▶ [What is expected] Count the lines in the listing below that contain the string "green", matching case exactly. Give only the number.
↓↓↓
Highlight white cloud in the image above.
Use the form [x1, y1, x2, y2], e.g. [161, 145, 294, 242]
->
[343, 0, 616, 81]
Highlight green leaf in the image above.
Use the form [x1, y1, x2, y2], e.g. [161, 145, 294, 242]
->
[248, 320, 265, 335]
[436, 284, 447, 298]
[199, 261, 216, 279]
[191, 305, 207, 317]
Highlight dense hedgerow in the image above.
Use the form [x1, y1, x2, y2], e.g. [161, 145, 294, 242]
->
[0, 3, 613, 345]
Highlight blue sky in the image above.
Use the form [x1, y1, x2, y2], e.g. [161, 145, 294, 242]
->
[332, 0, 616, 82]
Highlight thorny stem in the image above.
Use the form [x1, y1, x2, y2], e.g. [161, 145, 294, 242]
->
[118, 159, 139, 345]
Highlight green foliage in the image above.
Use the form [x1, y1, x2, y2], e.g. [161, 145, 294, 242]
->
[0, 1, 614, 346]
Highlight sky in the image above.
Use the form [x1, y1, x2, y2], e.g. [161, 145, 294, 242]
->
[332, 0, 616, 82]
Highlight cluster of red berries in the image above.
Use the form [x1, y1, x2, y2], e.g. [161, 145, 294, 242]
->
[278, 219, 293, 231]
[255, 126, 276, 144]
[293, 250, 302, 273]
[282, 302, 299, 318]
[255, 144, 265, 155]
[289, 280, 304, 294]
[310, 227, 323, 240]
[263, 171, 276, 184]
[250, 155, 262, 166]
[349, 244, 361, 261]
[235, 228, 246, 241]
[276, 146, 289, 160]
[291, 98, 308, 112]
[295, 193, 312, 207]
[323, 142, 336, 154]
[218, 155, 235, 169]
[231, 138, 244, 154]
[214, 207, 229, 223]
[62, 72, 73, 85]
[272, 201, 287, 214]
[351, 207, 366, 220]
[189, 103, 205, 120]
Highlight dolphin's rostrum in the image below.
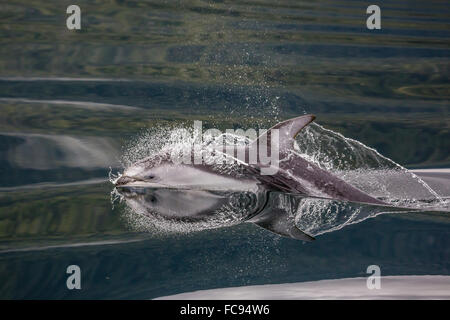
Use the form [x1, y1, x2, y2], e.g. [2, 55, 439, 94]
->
[115, 115, 384, 241]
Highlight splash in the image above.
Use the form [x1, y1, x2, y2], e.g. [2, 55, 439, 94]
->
[110, 119, 450, 236]
[295, 123, 448, 209]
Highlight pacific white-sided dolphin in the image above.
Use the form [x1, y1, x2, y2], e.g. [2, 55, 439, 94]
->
↑↑↑
▶ [Result below] 2